Kamis, 01 Agustus 2013

Filosofi Dalam Kuliner Jawa

Dalam kehidupan masyarakat Jawa, segala hal dalam peri kehidupannya sangat kental dengan filosofi atau "kawruh" atau "ngelmu". Termasuk di dalamnya adalah kulinernya. Bahkan dalam kesastraan Jawa terdapat 'kerata basa" yang berhubungan dengan kuliner. 

Mari kita bicarakan tiga kuliner yang pastinya sangat dikenal oleh sebagian besar masyarakat kita, tidak hanya "wong Jawa" :)

1. Wedang
Wedang dari kata "ngawe kadhang" (memanggil saudara). Masyarakat Jawa menyebut minuman yang melalui proses perebusan dengan istilah wedang. Ada wedang kopi, wedang teh, wedang uwuh, wedang ronde, dan sebagainya. Masyarakat Jawa percaya, jika menyuguhkan wedang, berarti akan banyak saudara yang sudi bersilaturahmi. Silaturahmi diyakini memanjangkan umur dan mengeratkan kekeluargaan. #makes sense :)

→ **Data**:
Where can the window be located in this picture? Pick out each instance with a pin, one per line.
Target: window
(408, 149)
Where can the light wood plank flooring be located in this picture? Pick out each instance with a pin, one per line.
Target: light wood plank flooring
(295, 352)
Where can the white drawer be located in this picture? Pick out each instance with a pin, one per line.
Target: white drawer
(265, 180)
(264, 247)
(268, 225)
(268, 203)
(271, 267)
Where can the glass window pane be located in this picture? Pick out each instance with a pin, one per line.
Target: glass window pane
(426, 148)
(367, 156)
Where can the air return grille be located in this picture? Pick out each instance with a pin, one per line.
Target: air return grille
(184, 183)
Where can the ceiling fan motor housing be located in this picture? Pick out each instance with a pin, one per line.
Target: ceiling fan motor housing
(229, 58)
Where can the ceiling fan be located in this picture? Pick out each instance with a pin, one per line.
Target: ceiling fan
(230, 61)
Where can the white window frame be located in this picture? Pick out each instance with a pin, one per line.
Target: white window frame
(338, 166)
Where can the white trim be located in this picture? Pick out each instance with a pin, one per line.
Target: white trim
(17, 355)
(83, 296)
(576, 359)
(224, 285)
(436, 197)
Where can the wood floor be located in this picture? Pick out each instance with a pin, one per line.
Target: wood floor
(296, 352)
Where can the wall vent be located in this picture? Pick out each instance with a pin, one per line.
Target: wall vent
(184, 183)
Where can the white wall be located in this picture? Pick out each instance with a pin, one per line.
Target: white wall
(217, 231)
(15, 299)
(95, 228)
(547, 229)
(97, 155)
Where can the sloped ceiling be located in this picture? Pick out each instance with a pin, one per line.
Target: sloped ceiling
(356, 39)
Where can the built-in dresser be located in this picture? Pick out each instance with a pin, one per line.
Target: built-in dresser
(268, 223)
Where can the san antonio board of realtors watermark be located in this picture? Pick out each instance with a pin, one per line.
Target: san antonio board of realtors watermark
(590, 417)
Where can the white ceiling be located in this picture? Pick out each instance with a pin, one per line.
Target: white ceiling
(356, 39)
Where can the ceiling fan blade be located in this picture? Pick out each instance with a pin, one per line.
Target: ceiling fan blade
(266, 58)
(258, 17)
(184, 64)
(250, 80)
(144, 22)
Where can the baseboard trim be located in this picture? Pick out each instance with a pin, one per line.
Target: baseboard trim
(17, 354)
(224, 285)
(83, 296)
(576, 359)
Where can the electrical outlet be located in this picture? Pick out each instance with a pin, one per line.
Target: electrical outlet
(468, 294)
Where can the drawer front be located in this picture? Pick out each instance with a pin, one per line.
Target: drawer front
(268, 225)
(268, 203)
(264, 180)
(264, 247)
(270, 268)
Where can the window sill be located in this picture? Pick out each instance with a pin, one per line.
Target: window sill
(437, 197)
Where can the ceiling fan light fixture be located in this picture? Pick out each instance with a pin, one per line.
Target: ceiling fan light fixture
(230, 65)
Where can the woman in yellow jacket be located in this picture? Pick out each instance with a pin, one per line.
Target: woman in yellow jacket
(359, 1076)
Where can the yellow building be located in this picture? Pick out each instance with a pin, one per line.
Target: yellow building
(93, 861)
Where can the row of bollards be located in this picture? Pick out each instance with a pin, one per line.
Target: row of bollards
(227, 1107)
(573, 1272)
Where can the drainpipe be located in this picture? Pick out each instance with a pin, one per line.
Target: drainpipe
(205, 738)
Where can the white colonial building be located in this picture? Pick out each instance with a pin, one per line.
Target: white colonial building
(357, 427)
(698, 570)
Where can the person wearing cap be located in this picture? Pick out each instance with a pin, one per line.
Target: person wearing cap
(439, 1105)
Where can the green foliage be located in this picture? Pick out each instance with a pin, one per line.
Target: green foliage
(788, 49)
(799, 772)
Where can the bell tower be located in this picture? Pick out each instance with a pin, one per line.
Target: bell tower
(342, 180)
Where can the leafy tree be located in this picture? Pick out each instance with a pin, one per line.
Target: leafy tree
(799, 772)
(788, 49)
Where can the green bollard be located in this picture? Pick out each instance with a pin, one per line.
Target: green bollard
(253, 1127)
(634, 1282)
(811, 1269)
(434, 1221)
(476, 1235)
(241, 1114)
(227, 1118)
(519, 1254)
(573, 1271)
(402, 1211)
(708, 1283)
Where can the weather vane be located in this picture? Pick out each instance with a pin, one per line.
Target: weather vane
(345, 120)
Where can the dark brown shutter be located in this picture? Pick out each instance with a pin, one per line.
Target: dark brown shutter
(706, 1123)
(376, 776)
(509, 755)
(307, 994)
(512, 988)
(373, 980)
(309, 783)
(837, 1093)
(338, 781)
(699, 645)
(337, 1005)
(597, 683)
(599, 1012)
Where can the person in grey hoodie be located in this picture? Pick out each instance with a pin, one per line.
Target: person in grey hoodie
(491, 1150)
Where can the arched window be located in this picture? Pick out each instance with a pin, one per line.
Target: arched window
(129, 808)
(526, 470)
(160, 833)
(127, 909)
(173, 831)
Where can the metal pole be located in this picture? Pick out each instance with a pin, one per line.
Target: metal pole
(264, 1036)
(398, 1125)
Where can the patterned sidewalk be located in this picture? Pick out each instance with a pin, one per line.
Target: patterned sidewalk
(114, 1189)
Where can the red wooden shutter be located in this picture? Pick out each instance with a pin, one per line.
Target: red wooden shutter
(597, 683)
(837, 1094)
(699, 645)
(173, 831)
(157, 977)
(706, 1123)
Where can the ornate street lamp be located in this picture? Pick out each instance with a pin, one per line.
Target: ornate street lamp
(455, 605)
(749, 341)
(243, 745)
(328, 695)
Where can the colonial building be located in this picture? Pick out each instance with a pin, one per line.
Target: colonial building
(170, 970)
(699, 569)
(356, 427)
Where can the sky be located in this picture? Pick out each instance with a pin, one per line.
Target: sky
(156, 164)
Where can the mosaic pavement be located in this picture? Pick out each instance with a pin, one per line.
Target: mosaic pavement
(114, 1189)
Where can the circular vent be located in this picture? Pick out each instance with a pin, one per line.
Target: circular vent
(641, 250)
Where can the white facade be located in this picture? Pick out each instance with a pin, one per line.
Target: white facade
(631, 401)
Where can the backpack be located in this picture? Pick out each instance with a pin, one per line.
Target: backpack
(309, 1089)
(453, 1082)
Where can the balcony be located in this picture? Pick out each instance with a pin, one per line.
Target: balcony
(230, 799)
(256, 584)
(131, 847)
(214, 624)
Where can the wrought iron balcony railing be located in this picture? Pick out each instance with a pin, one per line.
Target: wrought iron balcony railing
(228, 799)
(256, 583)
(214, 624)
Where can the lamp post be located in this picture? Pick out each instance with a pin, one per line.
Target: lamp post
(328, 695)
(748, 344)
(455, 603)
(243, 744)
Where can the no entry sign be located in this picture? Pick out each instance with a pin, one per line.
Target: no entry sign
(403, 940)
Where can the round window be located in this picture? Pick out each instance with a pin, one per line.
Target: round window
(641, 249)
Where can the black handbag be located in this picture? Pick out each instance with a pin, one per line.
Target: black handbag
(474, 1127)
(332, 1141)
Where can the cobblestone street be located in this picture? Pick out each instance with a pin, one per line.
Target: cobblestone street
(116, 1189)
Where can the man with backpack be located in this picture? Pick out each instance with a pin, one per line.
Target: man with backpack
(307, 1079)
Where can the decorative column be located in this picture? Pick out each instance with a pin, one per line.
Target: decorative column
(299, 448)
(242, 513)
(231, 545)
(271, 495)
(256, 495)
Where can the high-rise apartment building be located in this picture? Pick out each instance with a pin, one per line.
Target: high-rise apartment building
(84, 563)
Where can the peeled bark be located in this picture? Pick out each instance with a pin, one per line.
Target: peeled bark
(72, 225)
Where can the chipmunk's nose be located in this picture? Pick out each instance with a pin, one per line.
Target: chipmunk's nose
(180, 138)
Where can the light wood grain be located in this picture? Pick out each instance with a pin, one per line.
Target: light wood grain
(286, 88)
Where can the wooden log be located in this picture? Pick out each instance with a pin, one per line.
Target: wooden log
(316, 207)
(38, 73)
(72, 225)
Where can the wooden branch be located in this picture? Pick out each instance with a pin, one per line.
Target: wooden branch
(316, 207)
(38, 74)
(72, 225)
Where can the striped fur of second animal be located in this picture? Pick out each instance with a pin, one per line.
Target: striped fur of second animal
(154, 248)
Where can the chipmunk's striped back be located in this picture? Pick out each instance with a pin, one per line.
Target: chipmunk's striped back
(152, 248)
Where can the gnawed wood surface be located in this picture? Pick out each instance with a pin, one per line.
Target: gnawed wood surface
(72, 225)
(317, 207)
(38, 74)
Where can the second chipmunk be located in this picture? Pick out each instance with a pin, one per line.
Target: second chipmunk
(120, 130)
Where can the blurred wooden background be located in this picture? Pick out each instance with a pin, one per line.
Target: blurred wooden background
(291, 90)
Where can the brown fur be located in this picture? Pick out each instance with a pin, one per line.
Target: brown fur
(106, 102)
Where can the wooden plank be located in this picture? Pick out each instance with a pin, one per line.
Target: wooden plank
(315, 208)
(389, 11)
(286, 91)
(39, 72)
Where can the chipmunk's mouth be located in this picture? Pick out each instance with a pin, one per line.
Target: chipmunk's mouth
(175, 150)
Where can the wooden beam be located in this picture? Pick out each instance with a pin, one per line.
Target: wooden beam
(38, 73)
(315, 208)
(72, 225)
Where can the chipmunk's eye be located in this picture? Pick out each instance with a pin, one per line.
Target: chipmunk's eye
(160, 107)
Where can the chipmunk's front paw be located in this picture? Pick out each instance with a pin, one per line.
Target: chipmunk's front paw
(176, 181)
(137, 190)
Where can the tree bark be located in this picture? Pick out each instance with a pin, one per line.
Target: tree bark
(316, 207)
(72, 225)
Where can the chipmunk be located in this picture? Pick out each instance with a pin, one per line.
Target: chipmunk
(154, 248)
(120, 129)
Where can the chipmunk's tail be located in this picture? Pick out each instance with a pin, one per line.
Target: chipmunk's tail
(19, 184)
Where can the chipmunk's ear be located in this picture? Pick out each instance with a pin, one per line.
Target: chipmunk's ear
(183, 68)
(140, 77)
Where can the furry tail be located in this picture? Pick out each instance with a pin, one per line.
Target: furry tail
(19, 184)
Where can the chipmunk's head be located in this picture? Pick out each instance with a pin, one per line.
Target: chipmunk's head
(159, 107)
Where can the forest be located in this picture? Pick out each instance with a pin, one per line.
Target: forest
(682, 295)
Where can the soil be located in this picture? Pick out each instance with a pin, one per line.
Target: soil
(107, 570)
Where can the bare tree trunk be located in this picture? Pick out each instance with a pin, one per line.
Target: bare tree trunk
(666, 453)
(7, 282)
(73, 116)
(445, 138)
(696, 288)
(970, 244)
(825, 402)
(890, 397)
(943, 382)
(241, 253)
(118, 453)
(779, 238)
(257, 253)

→ **Tujuan Latihan**: Lanjutkan tulisan tentang filosofi dalam kuliner Jawa, dimulai sesudah kalimat terakhirnya.

→ **Jawaban Latihan**:
2. Buceng
Kebanyakan orang menyebut kuliner ini dengan nama tumpeng. Masyarakat Jawa menyebut Buceng dari kata "kalbu kang kenceng" atau kalbu yang kuat. Saya jadi ingat, saat saya masih belum baligh ibu saya selalu membuatkan buceng di setiap weton atau hari kelahiran saya. Weton adalah pasaran dalam penanggalan Jawa. Ayah saya selalu memberikan nasehat dan doa sebelum nasi kuning yang dibentuk kerucut itu diserbu oleh saya sendiri, saudara-saudara, dan anak-anak tetangga yang diundang. Beliau mengatakan, dengan hati yang kuat kita akan dengan percaya diri menghadapi segala tantangan di masa yang akan datang. #jadi terharu :'(


3. Golong
Last but not least, Golong/ Bundar / Gilig. Kuliner ini biasanya dibuat dalam acara selamatan mengirimkan doa untuk para leluhur yang telah tiada. Juga saat selamatan tasyakuran panen, khitan, wisuda, sampai ubarampe temanten. Dimaksudkan agar kita senantiasa golong/gilig atau memiliki tekad yang bulat dalam meraih cita-cita/ mewujudkan harapan. Masih banyak dijumpai di beberapa daerah di pedesaan, kalau kita datang pada acara hajatan pernikahan selalu ada tradisi mbecek atau buwuh. Tetamu putri yang datang, ketika pulang akan "diberkati" atau diberi nasi yang dibungkus dengan daun jati, dibentuk golong atau bundar. Biasanya ditemani dengan sayur nangka muda atau sayur tempe pedas. Kebayang aroma khas daun jati yang bergumul dengan nasi panas dan sayur khas ndeso yang sedap membahana....:D Itu semua adalah permohonan atau doa agar senantiasa dituntun oleh Tuhan Yang Maha Kuasa dan diberikan kebulatan tekad dalam segala hal yang bersifat positif.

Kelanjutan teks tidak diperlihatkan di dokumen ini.